→ WHAT YOU SHOULD DO: Leave no line out; reproduce the listing exactly.

→ GIVEN RECORDS:
==================================================

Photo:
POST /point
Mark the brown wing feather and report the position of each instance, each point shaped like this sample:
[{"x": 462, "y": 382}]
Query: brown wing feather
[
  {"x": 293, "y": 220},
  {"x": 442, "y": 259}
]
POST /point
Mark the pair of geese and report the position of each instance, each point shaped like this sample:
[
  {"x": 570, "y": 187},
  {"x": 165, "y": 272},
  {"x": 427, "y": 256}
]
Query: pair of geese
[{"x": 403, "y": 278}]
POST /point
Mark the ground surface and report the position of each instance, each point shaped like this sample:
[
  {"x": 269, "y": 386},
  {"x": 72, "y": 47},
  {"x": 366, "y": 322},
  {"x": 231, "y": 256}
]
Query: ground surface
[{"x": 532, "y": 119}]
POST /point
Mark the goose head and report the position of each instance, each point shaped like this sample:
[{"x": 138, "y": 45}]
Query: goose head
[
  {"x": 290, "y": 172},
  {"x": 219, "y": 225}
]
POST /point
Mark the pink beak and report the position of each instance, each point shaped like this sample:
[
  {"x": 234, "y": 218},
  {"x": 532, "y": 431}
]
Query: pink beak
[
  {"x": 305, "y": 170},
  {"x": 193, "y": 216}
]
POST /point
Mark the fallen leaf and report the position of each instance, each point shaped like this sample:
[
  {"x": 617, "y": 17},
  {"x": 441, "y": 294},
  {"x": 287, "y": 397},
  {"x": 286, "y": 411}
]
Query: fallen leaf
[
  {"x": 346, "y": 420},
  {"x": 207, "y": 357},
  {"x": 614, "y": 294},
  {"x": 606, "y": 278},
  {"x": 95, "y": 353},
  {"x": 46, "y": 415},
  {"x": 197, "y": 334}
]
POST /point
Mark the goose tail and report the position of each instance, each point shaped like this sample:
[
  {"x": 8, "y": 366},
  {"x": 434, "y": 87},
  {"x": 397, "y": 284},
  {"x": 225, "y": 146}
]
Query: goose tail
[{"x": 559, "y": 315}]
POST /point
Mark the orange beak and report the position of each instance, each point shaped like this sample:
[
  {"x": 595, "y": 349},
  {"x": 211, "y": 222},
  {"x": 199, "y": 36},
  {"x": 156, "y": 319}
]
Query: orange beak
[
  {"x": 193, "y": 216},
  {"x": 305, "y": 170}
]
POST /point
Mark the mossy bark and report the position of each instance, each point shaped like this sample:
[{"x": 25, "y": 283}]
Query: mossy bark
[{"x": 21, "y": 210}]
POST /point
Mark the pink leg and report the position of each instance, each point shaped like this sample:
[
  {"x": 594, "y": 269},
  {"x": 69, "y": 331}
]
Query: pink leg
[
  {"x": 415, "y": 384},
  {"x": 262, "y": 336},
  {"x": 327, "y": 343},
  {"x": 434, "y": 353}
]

==================================================

→ THE COMPLETED TASK:
Photo:
POST /point
Mark the brown wing feather and report the position of each instance, each point shaped like this sample:
[{"x": 462, "y": 382}]
Query: brown wing feather
[
  {"x": 293, "y": 220},
  {"x": 442, "y": 259}
]
POST /point
Mark the pair of geese and report the position of each instance, each point shaped like this sample:
[
  {"x": 570, "y": 187},
  {"x": 165, "y": 272},
  {"x": 427, "y": 256}
]
Query: pair of geese
[{"x": 403, "y": 278}]
POST /point
Mark the ground surface and report the position of each instance, each point shaped like this sample:
[
  {"x": 269, "y": 386},
  {"x": 72, "y": 47},
  {"x": 366, "y": 322},
  {"x": 231, "y": 256}
]
Query: ground surface
[{"x": 532, "y": 119}]
POST /point
Mark the goose head and report the position of each instance, each point shaped like this sample:
[{"x": 138, "y": 45}]
Query: goose head
[
  {"x": 290, "y": 172},
  {"x": 219, "y": 225}
]
POST /point
Mark the pink beak and report the position of each instance, each point shaped like this sample:
[
  {"x": 234, "y": 218},
  {"x": 532, "y": 431}
]
Query: pink beak
[
  {"x": 305, "y": 170},
  {"x": 193, "y": 216}
]
POST /point
Mark the fallen leaf and report the position of each instance, each point shaped like this sample:
[
  {"x": 617, "y": 17},
  {"x": 441, "y": 294},
  {"x": 287, "y": 397},
  {"x": 286, "y": 411}
]
Query: fallen leaf
[
  {"x": 346, "y": 420},
  {"x": 207, "y": 357},
  {"x": 614, "y": 294},
  {"x": 606, "y": 278},
  {"x": 95, "y": 353},
  {"x": 46, "y": 415},
  {"x": 197, "y": 334}
]
POST /point
Mark the goose tail and report the position of each instance, each point shaped like this sample:
[
  {"x": 8, "y": 366},
  {"x": 434, "y": 87},
  {"x": 397, "y": 284},
  {"x": 225, "y": 146}
]
Query: goose tail
[{"x": 559, "y": 315}]
POST /point
Mark the orange beak and report the position of each instance, each point shaped like this sample:
[
  {"x": 595, "y": 349},
  {"x": 211, "y": 222},
  {"x": 199, "y": 36},
  {"x": 156, "y": 319}
]
Query: orange beak
[
  {"x": 193, "y": 216},
  {"x": 305, "y": 170}
]
POST /point
Mark the mossy bark and report the position of each instance, each point shaped like this sample:
[{"x": 25, "y": 283}]
Query: mossy bark
[{"x": 21, "y": 210}]
POST /point
Mark the pink leg and report the position of each instance, each point shaped like this sample:
[
  {"x": 594, "y": 269},
  {"x": 69, "y": 331}
]
Query: pink leg
[
  {"x": 415, "y": 384},
  {"x": 262, "y": 336},
  {"x": 327, "y": 343},
  {"x": 434, "y": 353}
]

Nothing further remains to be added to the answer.